+++ Exercise data

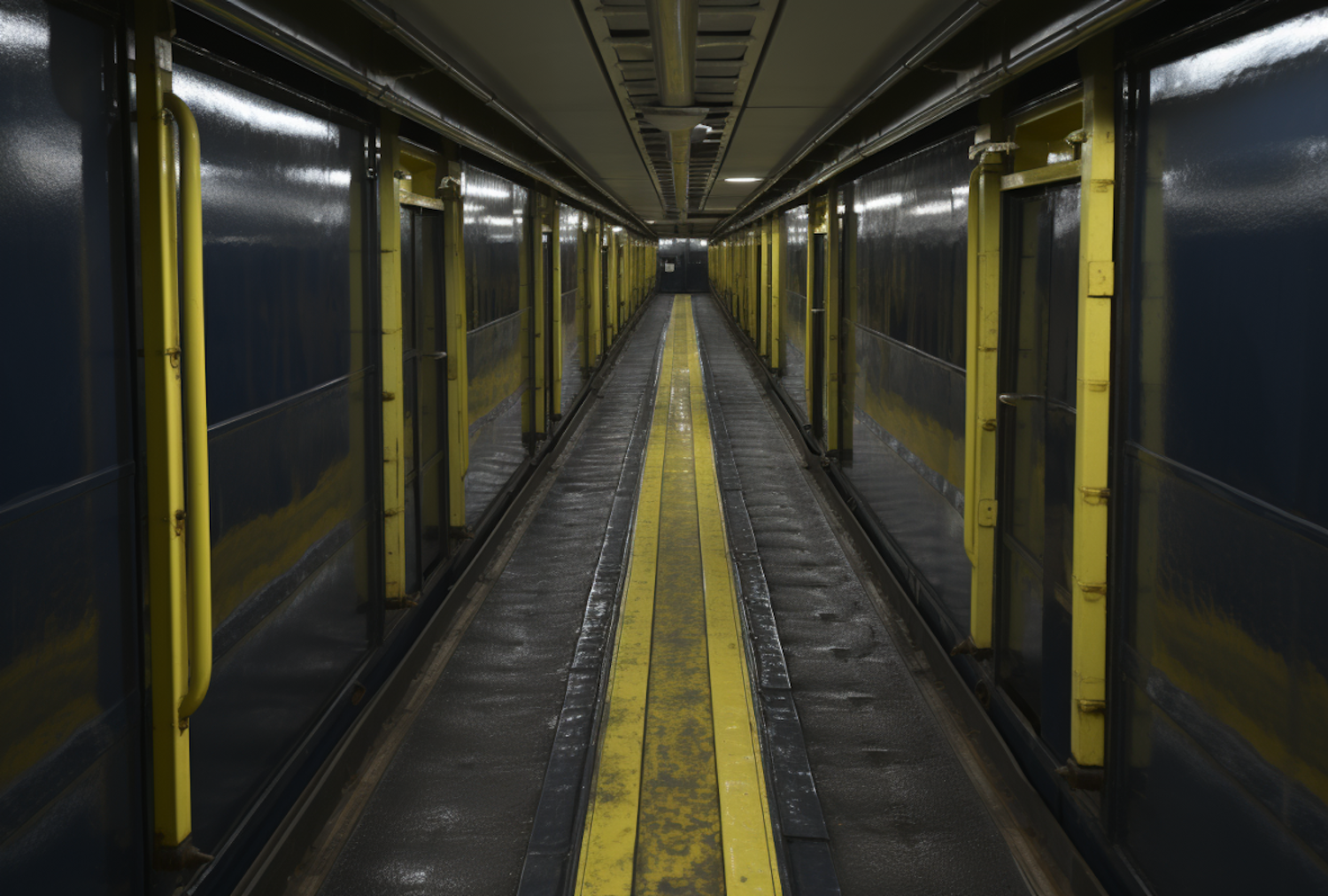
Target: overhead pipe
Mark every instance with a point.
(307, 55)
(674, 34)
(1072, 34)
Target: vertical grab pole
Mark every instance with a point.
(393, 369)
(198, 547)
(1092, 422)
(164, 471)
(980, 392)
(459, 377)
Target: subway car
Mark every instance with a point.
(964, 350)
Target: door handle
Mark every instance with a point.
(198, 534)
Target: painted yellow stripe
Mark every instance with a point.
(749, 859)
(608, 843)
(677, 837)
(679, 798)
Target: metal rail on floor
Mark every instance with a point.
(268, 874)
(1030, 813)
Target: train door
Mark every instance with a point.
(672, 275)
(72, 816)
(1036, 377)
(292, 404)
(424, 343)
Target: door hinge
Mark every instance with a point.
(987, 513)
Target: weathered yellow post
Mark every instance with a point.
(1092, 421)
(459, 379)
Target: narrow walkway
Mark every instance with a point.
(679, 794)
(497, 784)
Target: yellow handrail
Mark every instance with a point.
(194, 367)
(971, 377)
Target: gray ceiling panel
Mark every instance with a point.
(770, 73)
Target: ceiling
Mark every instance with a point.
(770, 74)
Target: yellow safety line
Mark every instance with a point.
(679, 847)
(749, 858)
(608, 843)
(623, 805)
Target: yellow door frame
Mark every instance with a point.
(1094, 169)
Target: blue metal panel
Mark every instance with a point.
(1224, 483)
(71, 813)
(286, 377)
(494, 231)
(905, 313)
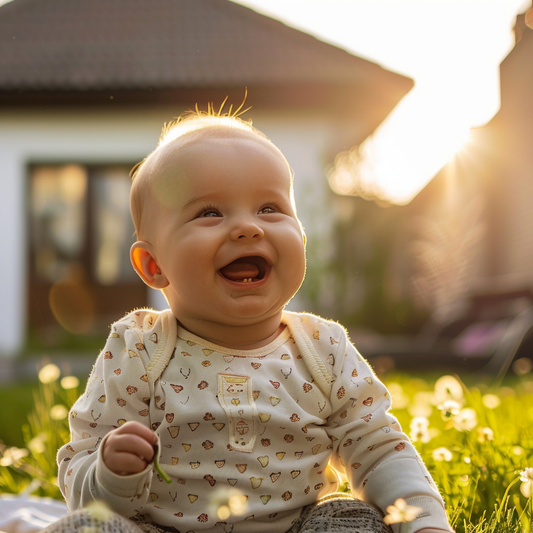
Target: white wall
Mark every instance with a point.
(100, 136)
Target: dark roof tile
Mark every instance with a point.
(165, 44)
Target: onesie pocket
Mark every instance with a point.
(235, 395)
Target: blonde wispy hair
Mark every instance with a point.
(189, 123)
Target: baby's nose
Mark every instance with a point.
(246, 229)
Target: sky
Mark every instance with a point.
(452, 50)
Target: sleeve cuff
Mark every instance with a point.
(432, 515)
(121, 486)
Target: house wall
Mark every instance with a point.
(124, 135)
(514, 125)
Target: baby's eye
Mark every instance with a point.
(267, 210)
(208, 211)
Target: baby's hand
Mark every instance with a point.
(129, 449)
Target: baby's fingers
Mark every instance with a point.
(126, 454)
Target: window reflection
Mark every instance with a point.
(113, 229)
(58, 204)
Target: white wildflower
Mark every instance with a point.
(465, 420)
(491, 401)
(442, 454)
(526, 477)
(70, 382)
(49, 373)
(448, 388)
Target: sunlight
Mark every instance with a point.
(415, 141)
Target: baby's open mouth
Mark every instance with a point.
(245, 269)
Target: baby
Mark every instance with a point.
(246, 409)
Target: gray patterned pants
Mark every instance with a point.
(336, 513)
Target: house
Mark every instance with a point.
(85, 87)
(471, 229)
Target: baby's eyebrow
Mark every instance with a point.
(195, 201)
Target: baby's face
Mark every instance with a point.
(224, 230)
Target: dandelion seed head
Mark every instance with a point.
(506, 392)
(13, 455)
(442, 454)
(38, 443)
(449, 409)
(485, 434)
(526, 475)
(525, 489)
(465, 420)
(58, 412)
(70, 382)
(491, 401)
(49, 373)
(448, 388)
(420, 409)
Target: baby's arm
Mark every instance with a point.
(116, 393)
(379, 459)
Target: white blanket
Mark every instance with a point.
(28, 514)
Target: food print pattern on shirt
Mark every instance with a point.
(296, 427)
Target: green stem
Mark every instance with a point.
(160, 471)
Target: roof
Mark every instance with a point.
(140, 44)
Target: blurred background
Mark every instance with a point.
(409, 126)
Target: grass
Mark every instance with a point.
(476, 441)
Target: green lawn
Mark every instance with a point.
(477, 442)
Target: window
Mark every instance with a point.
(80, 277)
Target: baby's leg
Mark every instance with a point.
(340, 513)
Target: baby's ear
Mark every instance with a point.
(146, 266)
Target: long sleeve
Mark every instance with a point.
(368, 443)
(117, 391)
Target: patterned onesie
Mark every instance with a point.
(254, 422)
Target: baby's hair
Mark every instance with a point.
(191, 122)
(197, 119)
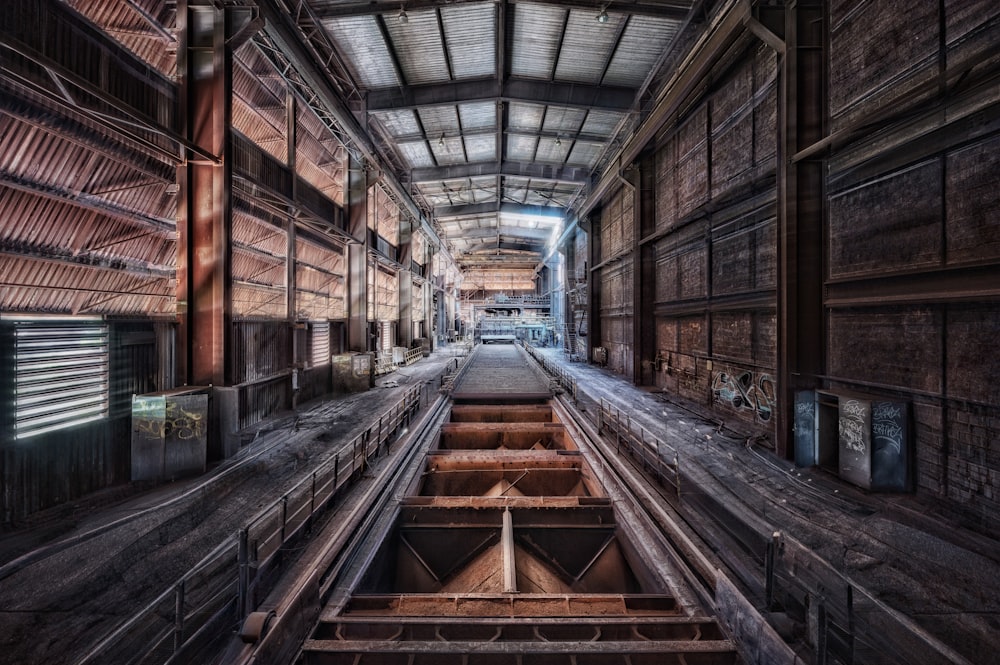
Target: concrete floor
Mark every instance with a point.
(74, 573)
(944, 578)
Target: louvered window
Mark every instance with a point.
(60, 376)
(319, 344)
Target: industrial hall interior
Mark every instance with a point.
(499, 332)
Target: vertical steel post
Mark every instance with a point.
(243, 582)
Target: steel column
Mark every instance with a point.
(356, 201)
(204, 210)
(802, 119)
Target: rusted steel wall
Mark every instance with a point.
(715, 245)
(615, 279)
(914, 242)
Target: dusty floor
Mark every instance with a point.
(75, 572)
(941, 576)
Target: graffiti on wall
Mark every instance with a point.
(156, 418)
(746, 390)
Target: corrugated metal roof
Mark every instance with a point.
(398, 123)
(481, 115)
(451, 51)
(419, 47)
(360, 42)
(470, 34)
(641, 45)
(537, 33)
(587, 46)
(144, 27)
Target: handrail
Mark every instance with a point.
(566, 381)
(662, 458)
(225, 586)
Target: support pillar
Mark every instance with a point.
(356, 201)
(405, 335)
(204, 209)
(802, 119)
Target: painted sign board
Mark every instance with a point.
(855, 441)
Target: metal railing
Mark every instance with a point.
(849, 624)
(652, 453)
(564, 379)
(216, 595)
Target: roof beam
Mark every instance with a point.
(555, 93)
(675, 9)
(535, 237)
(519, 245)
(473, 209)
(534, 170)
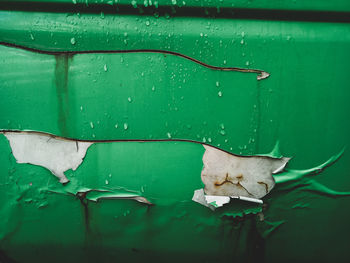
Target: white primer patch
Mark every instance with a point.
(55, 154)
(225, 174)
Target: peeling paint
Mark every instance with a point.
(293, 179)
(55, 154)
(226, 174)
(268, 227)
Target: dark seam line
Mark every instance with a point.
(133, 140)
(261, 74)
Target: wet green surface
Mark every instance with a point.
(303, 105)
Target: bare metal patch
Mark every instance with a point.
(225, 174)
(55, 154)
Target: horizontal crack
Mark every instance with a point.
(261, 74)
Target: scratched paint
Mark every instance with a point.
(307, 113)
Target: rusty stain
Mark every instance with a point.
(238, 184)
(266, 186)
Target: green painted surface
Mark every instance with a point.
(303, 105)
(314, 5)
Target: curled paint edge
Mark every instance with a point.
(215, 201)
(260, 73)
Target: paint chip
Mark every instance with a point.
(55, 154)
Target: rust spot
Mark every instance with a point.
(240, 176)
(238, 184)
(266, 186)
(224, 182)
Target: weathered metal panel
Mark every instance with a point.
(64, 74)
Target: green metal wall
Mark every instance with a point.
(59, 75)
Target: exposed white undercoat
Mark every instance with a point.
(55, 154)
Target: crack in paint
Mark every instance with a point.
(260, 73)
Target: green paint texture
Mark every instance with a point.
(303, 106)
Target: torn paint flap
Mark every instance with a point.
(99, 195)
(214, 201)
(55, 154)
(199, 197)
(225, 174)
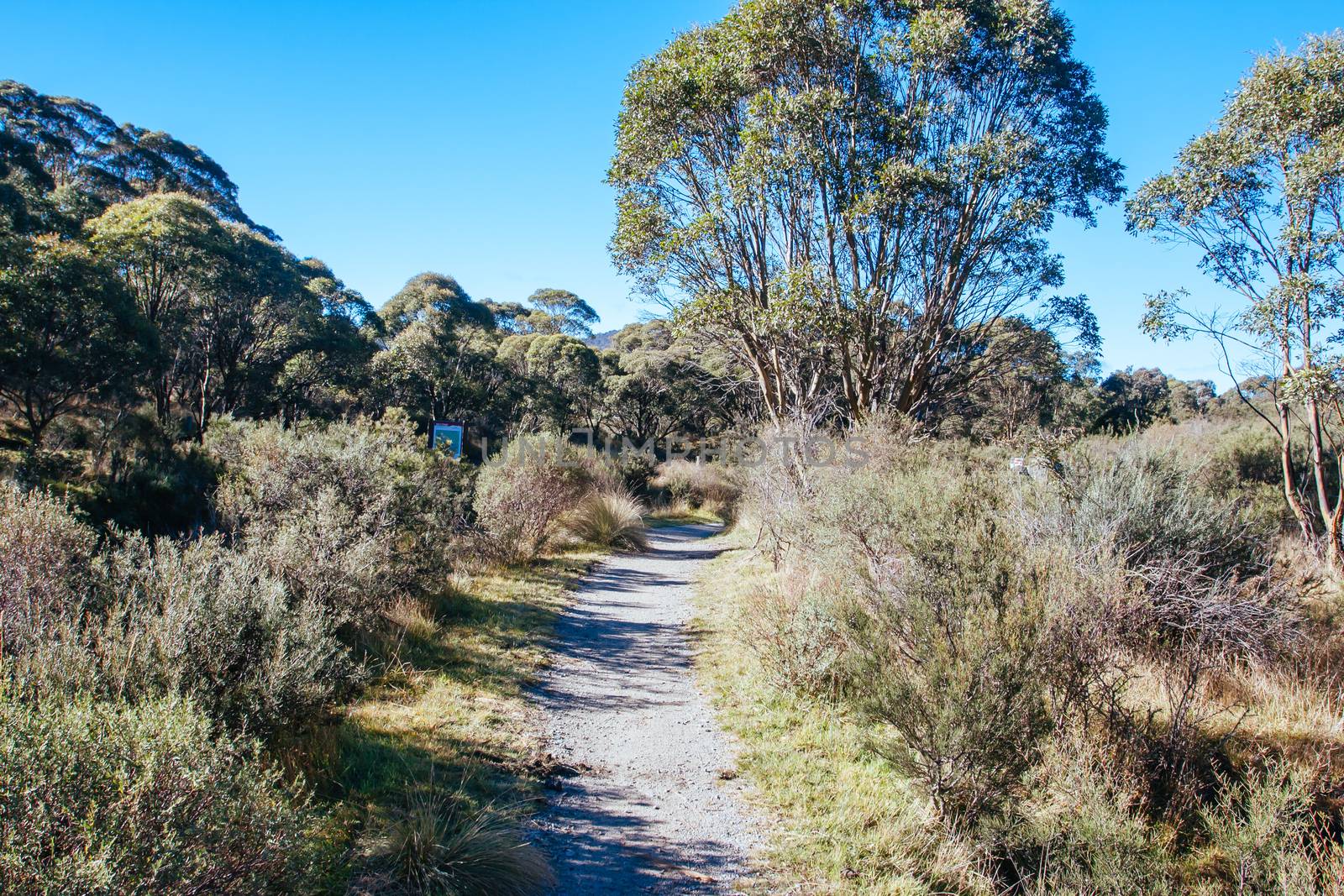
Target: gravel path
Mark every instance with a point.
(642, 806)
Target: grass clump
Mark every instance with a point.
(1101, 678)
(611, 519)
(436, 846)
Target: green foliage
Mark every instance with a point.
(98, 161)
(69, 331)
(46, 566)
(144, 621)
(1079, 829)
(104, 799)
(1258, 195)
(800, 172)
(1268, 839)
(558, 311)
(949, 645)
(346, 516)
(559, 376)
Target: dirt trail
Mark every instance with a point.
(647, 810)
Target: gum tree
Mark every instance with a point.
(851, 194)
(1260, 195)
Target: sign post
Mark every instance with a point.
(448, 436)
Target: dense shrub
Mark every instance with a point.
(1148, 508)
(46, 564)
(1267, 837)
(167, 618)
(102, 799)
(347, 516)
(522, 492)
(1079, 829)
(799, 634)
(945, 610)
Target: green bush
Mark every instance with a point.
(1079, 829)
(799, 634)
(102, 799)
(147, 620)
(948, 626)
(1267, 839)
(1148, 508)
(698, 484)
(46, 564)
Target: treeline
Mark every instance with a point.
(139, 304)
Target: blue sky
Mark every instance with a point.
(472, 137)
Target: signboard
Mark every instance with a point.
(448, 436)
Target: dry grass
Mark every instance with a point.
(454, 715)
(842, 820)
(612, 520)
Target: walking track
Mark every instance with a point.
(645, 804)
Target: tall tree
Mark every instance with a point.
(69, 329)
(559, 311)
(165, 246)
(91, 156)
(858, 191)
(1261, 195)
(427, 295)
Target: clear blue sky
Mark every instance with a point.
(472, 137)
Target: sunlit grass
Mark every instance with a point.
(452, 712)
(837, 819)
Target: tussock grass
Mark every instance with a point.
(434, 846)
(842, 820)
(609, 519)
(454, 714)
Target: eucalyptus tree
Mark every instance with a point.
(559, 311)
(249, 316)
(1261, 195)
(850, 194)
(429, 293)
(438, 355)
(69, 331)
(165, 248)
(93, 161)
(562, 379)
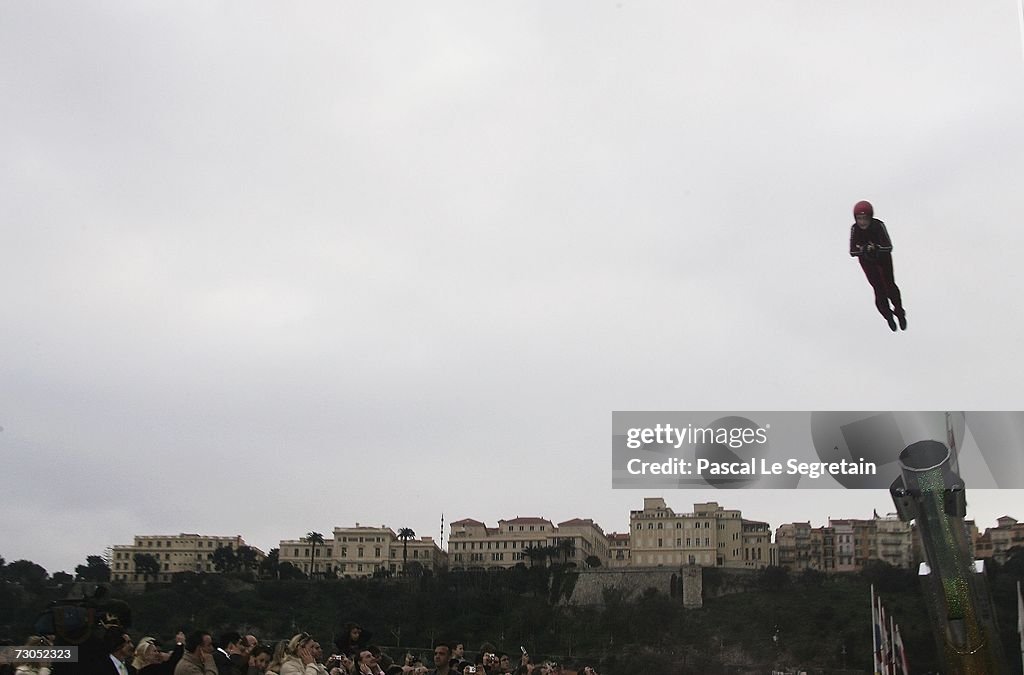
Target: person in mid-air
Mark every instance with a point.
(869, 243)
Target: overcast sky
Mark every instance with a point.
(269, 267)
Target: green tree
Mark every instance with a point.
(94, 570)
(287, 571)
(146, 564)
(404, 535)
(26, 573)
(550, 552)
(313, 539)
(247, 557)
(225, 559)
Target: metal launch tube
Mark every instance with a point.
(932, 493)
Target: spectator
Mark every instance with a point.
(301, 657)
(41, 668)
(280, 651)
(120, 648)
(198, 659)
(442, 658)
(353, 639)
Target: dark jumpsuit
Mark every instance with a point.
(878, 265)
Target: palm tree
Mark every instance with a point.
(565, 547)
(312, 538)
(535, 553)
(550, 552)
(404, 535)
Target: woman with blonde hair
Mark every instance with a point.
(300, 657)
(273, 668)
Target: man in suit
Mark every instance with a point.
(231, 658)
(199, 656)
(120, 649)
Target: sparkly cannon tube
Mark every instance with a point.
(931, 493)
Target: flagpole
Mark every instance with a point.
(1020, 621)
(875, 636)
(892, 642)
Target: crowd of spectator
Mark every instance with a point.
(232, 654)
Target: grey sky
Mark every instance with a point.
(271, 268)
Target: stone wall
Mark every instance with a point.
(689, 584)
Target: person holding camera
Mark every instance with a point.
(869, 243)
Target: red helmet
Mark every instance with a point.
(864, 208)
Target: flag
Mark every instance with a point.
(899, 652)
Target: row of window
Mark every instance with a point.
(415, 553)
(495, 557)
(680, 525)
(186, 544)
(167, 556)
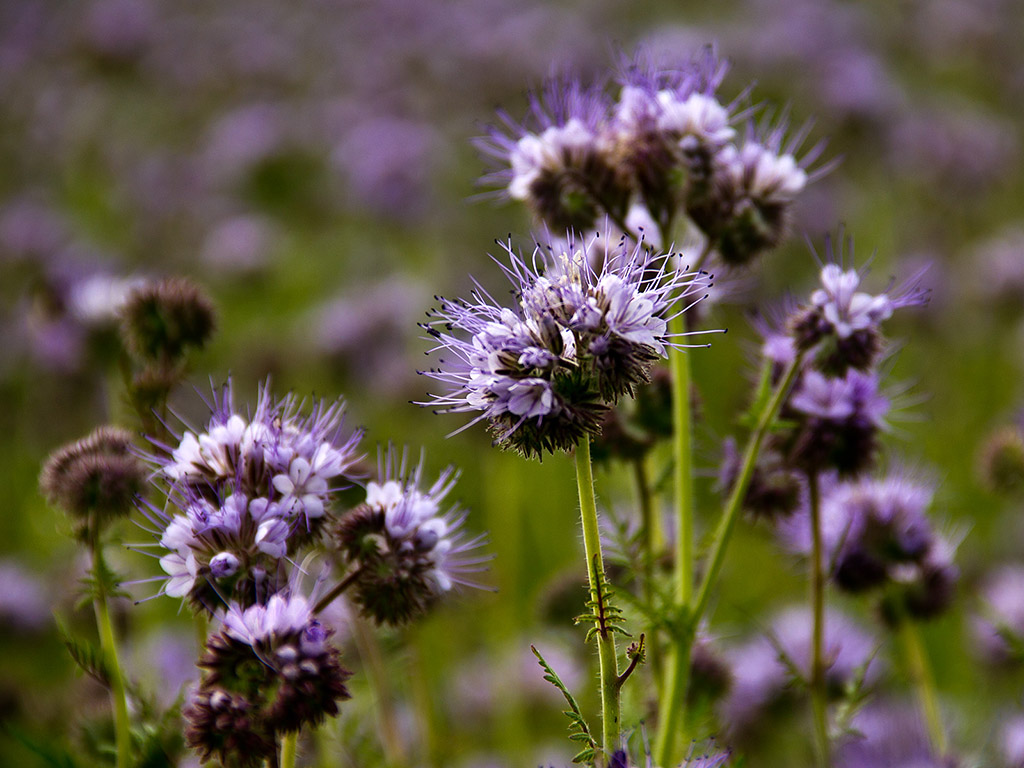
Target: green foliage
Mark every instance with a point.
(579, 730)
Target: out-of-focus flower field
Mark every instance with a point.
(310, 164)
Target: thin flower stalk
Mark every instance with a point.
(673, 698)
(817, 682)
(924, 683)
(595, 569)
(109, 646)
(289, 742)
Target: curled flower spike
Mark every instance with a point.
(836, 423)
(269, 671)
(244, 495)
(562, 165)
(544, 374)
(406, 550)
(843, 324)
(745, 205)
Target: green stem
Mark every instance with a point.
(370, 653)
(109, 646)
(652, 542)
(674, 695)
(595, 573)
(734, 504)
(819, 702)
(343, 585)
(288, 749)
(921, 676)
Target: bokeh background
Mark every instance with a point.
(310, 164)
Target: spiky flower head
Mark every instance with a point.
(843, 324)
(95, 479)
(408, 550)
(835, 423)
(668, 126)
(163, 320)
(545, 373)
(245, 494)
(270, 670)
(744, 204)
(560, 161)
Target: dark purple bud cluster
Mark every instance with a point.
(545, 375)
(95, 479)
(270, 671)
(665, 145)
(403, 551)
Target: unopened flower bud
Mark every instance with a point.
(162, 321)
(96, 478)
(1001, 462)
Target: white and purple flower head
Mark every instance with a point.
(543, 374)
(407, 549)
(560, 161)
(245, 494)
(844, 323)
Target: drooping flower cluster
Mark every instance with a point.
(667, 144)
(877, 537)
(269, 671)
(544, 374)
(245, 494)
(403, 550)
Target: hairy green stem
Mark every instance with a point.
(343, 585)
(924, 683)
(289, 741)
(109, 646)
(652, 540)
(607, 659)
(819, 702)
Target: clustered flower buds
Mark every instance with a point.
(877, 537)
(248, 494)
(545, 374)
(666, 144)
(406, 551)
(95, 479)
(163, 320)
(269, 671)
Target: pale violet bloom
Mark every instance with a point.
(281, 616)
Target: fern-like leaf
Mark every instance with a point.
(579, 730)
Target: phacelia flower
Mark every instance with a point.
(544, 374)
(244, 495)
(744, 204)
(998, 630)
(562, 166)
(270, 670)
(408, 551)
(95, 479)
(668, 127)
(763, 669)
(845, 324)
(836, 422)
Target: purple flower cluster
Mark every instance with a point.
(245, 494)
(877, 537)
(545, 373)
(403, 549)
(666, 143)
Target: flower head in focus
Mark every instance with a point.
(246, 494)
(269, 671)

++++++

Copy out everything from the row containing "Target: pale violet bloom" down to the last of the rows, both ends included, with no changes.

Target: pale violet bloom
Mark every instance with a point.
(281, 616)
Target: fern-like leaf
Mark every instance with a point.
(579, 730)
Target: phacelia flower
Mark every instance with a point.
(544, 374)
(244, 495)
(744, 204)
(998, 630)
(562, 166)
(270, 670)
(408, 551)
(95, 479)
(668, 127)
(763, 669)
(845, 324)
(836, 422)
Target: purple flower cluster
Mark every instance with a point.
(245, 494)
(877, 537)
(545, 373)
(403, 549)
(666, 143)
Target: flower head in focus
Mark every instance with a point.
(246, 494)
(269, 671)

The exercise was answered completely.